» ABOUT THIS TASK
From the entries below, copy exactly the lines from the one that contains "Target: woman's left arm" through the one that contains "the woman's right", both included, and only those.
# # # # # # #
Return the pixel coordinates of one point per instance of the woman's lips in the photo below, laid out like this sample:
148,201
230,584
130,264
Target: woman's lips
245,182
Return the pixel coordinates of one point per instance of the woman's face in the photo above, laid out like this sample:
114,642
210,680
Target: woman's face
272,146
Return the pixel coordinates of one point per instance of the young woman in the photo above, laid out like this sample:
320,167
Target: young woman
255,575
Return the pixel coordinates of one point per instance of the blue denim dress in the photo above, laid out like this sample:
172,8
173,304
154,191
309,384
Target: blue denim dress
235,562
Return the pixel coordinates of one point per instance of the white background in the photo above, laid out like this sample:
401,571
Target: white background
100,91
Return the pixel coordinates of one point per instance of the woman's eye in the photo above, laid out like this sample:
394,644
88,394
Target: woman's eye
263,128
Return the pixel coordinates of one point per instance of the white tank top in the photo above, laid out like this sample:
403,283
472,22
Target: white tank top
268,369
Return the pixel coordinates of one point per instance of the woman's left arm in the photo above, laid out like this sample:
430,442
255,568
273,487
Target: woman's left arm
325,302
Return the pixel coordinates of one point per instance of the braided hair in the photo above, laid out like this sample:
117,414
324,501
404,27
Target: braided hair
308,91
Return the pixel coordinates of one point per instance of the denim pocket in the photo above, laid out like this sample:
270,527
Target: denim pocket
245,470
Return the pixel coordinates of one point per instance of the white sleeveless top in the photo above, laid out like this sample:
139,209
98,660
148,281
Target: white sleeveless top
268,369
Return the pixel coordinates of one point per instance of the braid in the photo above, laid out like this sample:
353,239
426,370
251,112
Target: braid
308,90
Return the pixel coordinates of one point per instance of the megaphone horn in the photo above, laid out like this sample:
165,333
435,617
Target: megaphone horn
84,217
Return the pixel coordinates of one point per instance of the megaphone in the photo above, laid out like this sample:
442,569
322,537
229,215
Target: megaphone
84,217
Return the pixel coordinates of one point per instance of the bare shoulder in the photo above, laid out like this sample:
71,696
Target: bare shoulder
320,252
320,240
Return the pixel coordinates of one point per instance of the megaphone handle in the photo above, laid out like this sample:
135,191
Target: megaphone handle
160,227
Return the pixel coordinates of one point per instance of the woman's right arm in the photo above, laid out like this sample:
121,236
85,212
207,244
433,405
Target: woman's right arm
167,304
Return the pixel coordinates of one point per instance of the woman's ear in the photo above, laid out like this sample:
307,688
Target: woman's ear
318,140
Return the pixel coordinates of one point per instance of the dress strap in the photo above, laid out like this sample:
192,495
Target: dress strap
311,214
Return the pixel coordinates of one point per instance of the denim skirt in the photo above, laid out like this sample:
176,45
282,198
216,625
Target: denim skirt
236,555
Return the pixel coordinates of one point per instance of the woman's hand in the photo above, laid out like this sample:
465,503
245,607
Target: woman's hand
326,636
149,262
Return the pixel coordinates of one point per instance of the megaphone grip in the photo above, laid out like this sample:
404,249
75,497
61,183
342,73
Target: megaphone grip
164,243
# # # # # # #
» FINISHED EXERCISE
Target: woman's left arm
325,302
Return the pixel coordinates of one point per instance of the braided hair in the photo above, laid out like this sample:
117,414
324,501
404,27
Target: braided hair
308,91
Return the pixel coordinates of one point per instance of the denim pocket in the photo above, laid out like this sample:
270,527
Target: denim pocket
245,470
Return the pixel coordinates of one point per instance of the white sleeveless top in the photo above, laid out like this sample:
139,209
98,660
148,281
Target: white sleeveless top
268,369
Return the pixel coordinates of one point per instance of the braid in the photo above, laid out like this sample:
353,239
426,370
251,112
Target: braid
308,90
Return the pixel coordinates of one point per instance of the megaphone horn in the photo above, laid out like this sample:
165,333
435,617
Target: megaphone horn
84,217
Return the pixel coordinates of one point per instance of the megaphone in the photo above, laid out like this sample:
442,569
322,537
229,215
Target: megaphone
84,217
Return the pixel coordinates of one point per instance of the bare shoulder in the photo above, laid out like this sample:
71,696
Target: bare shoulder
320,252
320,240
Return the pixel coordinates of one point per instance of the megaphone handle in the photo above, laid out like this sample:
135,191
Target: megaphone handle
160,227
Return the pixel coordinates of one point per instance of the woman's right arm in the photo above, laid out like this sample:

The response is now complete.